**Source text**:
Assessing Current Platforms’ Attempts to Curb Misinformation

While disinformation is at the top of many people’s minds, social media platforms like Instagram and Facebook and their parent company, Meta, have new policies written into their user agreements about how they try to reduce the amount of disinformation or wrong information that is being put out onto their platforms. 

Instagram remains one of the world’s most popular social media sites, with over 2 billion users. Hence, managing social media information or disinformation is vital for Instagram to gain users’ trust. As someone who doesn’t usually use news sources or read/pay attention to the news I use social media to get alerts from news agencies because that news is more tailored to my interests, rather than the news that primary media outlets cover, which many times is news that is tailored to their viewerships interests rather than my own. While this can have drawbacks, I often must catch up to significant news stories or breaking news because I sometimes get it days later. My life stays mostly the same if I am late to stories or breaking news. I put a significant amount of trust into the credibility and reliability of the news courses I read on Instagram, so their ability to filter out and take down sources they deem as incorrect is critical to me as a reader. 

From the Instagram website, “We use both technology and feedback from our community to identify posts and accounts that may contain false information. We also work with third-party fact-checkers globally who review content in over 60 languages and are certified through the non-partisan international fact-checking network to help identify, review, and label false information” (Multiple Sources, 2024). During the 2020 COVID-19 global pandemic, Instagram was very involved with fact-checking information and plainly stating that some information being put out to the general public was incorrect and should not be trusted. They also have a policy in place that reduces the amount of false information: “Making false information harder to find, using technology to find the same false information, Labeling posts with false information warnings, and removing content and accounts that go against community guidelines” (Instagram,2024).  However, to avoid limiting people’s First Amendment rights about what they can and cannot say without fear of censorship, they allowed the user to limit the amount of disinformation or fact-checked information. When they rolled out this update, they faced backlash from the public, unaware of this option and how it was automatically turned on when you updated the app. You had to go in and change the amount of information yourself physically. In 2023, NBC News, groups of people were very upset about their information because it was being falsely flagged as misinformation when, in fact, it was correct.

Stored data entries:
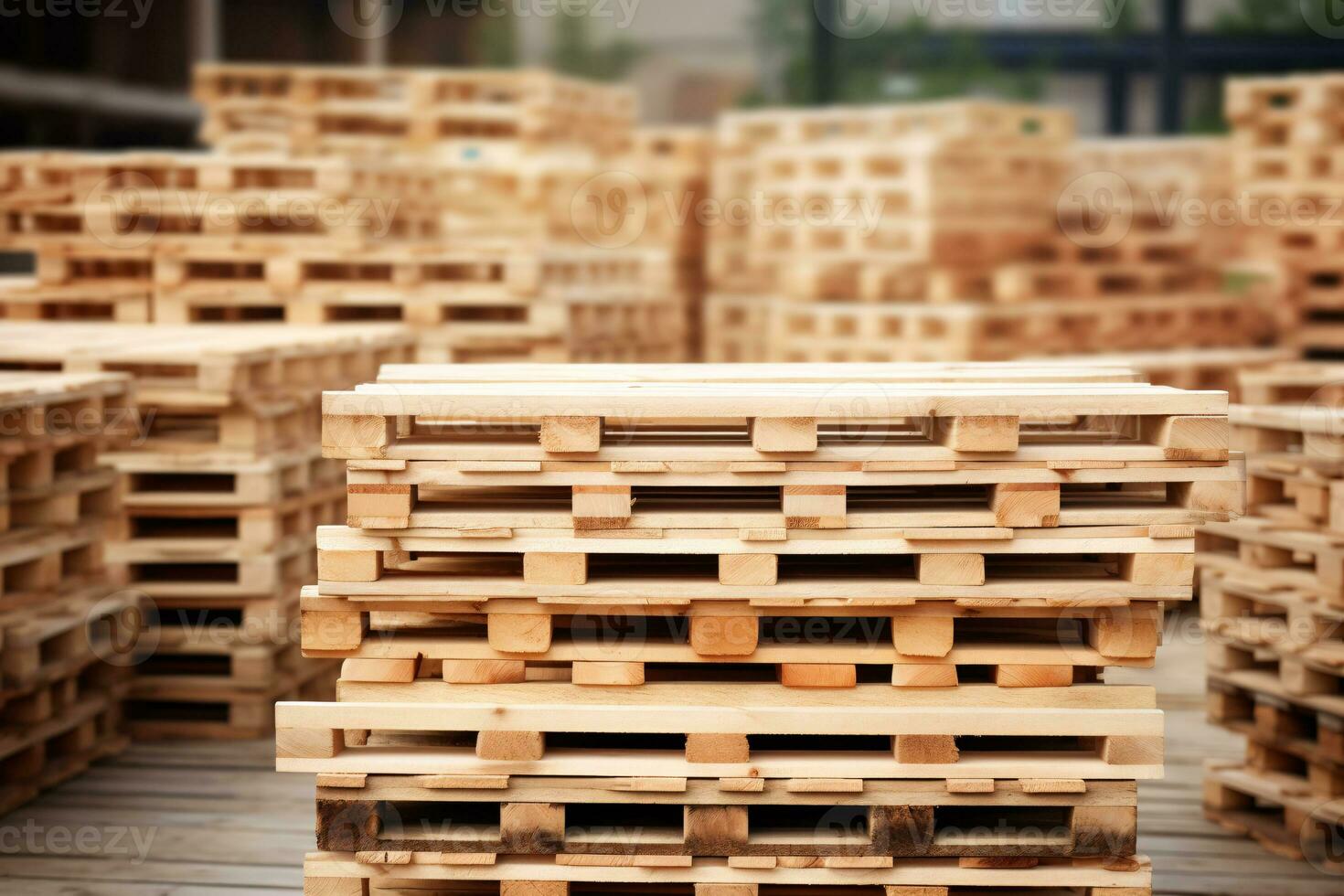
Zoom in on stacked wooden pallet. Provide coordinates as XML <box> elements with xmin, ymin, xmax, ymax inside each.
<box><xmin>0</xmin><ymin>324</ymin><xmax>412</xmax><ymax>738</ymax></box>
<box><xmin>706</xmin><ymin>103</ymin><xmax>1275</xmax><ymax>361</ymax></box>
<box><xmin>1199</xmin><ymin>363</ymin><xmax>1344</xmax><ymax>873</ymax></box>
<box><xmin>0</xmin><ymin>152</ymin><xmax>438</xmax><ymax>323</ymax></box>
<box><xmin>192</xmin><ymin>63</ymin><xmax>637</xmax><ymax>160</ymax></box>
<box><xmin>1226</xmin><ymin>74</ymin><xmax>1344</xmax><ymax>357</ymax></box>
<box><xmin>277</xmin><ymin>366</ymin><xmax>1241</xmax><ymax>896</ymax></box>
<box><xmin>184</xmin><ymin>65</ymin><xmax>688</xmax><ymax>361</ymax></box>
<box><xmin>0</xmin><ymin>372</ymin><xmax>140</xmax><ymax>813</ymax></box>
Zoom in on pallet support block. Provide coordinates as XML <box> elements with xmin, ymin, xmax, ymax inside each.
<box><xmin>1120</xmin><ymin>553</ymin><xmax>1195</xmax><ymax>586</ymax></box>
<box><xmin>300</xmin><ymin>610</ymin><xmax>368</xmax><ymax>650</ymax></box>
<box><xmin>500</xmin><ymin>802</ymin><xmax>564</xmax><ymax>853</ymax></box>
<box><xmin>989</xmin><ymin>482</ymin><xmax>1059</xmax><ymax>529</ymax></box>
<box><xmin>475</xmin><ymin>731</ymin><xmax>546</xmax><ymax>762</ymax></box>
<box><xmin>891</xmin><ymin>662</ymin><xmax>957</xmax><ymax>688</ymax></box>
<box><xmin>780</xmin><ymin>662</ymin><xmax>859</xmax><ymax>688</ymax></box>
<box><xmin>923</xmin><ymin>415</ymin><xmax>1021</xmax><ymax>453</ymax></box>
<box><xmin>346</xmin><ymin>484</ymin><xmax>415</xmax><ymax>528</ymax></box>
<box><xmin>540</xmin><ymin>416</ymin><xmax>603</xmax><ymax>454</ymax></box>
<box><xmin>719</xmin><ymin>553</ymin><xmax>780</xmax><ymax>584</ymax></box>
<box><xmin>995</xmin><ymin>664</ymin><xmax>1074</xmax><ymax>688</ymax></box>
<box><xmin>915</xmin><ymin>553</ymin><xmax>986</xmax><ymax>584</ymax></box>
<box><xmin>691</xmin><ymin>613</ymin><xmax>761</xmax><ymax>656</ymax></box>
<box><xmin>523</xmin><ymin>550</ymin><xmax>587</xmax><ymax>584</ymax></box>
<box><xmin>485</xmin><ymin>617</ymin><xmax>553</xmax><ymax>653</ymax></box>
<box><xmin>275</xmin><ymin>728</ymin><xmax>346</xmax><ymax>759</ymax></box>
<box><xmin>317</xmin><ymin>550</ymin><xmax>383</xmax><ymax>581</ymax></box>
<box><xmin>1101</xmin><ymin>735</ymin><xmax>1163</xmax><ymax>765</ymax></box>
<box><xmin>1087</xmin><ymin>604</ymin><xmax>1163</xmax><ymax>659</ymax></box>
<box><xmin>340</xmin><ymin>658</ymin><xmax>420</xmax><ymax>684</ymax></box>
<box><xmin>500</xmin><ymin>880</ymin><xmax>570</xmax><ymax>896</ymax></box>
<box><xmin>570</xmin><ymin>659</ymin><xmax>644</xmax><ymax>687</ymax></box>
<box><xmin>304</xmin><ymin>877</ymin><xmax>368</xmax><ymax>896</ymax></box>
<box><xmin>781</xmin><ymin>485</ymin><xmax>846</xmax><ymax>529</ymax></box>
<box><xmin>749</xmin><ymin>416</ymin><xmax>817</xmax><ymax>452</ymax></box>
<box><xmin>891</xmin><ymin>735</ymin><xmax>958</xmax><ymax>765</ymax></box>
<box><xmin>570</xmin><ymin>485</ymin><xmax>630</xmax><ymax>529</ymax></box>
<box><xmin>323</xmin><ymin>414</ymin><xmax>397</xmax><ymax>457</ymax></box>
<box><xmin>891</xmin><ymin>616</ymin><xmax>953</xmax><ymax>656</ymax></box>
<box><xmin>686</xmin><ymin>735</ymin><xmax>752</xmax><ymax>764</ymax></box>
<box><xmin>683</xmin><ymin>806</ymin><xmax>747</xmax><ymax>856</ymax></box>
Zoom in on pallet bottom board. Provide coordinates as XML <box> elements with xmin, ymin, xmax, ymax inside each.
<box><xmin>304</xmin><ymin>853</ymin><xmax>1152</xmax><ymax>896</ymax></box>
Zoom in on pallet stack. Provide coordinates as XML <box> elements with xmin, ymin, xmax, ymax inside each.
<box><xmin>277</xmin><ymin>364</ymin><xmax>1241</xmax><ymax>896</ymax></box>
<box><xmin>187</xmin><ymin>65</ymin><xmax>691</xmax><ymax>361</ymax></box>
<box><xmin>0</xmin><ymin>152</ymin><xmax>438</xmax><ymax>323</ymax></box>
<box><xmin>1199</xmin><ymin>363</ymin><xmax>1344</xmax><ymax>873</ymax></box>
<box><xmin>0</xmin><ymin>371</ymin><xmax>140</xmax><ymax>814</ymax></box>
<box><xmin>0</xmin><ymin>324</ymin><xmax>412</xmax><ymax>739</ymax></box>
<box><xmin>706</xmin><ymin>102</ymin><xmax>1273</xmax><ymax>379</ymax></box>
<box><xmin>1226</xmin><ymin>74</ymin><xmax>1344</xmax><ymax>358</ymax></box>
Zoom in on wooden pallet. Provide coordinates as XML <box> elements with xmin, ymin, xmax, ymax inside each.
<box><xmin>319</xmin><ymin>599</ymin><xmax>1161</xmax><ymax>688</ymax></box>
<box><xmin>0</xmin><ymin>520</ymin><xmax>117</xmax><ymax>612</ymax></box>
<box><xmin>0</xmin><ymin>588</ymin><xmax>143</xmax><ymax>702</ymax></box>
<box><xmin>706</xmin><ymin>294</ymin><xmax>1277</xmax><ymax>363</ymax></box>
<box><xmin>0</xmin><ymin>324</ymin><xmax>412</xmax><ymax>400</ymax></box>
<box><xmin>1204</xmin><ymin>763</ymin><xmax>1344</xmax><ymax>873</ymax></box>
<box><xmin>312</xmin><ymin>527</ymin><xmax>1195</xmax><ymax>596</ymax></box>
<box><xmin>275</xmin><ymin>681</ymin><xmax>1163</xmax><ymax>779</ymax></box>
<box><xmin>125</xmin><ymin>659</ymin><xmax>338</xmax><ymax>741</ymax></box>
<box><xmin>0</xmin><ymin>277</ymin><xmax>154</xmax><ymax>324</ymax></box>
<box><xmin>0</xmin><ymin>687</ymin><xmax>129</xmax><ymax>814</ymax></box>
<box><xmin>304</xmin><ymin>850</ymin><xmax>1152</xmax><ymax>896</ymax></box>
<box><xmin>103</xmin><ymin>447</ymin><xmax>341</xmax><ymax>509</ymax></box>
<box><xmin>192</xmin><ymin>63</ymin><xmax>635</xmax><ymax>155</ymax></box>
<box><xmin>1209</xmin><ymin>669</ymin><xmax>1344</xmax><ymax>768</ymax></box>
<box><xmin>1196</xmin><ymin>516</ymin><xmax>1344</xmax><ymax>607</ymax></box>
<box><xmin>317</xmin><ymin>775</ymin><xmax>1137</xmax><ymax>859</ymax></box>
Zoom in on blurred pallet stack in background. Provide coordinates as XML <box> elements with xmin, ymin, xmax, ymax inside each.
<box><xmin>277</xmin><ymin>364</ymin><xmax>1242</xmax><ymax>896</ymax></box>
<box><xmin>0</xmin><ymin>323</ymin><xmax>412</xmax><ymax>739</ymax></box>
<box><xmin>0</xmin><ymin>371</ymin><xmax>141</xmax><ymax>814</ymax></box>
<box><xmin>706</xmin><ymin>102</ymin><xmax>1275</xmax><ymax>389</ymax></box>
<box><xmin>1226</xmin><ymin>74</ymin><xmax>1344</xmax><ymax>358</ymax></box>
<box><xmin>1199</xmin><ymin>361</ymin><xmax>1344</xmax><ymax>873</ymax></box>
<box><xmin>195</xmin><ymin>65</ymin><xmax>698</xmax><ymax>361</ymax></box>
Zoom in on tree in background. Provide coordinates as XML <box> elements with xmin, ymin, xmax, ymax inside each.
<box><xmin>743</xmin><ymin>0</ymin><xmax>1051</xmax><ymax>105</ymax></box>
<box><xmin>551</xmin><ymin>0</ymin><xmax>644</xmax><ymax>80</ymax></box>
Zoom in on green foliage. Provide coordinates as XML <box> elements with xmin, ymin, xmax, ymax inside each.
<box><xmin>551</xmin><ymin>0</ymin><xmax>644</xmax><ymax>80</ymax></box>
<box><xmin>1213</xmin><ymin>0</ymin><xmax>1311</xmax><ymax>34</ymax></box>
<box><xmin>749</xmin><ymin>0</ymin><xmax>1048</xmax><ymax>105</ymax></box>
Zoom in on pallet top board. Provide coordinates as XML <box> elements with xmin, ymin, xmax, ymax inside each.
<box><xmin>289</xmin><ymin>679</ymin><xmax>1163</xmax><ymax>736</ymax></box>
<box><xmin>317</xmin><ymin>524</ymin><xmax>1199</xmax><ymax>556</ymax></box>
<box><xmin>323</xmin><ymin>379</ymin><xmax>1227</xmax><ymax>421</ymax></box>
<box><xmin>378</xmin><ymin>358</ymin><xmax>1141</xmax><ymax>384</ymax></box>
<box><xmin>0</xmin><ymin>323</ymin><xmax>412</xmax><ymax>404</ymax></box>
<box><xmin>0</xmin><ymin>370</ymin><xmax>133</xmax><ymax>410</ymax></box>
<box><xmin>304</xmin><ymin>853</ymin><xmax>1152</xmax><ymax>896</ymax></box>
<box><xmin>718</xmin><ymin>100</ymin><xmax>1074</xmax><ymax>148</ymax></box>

**Work request 1**: Set down word for word the part of the misinformation article that begins at the words "Assessing Current Platforms’" and stops after "onto their platforms.".
**Work request 2**: Carry the misinformation article further, starting right after its last sentence.
The items are separate material and do not belong to the misinformation article.

**Reply 1**:
Assessing Current Platforms’ Attempts to Curb Misinformation

While disinformation is at the top of many people’s minds, social media platforms like Instagram and Facebook and their parent company, Meta, have new policies written into their user agreements about how they try to reduce the amount of disinformation or wrong information that is being put out onto their platforms.

**Reply 2**:
While this setting is helpful in a time and place, it puts too much of a filter on information that people deserve to be getting. If a story does not abide by the settings that Instagram has put in place, it could be falsely tagged as misinformation, affecting the number of people who deserve to see the correct information. I have this setting turned off because I can double-check news sources before spreading more information about a news story. 

I feel that Facebook has a much larger issue with people spreading disinformation because it is more of a “blog-based” website. People can post their thoughts and feelings without facing any real issue of backlash from a fact-checking website or third-party source. While people can cite their sources or turn people to legitimate websites, it is not very often that you get information from Facebook that is not routed in some kind of exterior motivation or motive when people post on that website. However, Facebook is also owned by Meta, which falls under the same standards and restrictions as Instagram regarding posting information. According to a post on the Facebook customer service page, they are trying to reduce the amount of disinformation in accounts and articles considered “clickbait.” Also, Facebook has attempted to offer additional information to add context to people’s posts so everyone can understand the whole context behind a post. 

Meta’s current policies to counteract disinformation work exceptionally effectively. When the policy that put “fact check notices” on specific posts about controversial topics was implemented, it made people more aware of what was out there regarding what people were saying. To improve the amount of discrediting of disinformation, Meta should implement more third-party fact-checkers so they can cover more ground and bolster the amount of checking they do for all posts. I think this would be the most effective way to ensure no disinformation is out there.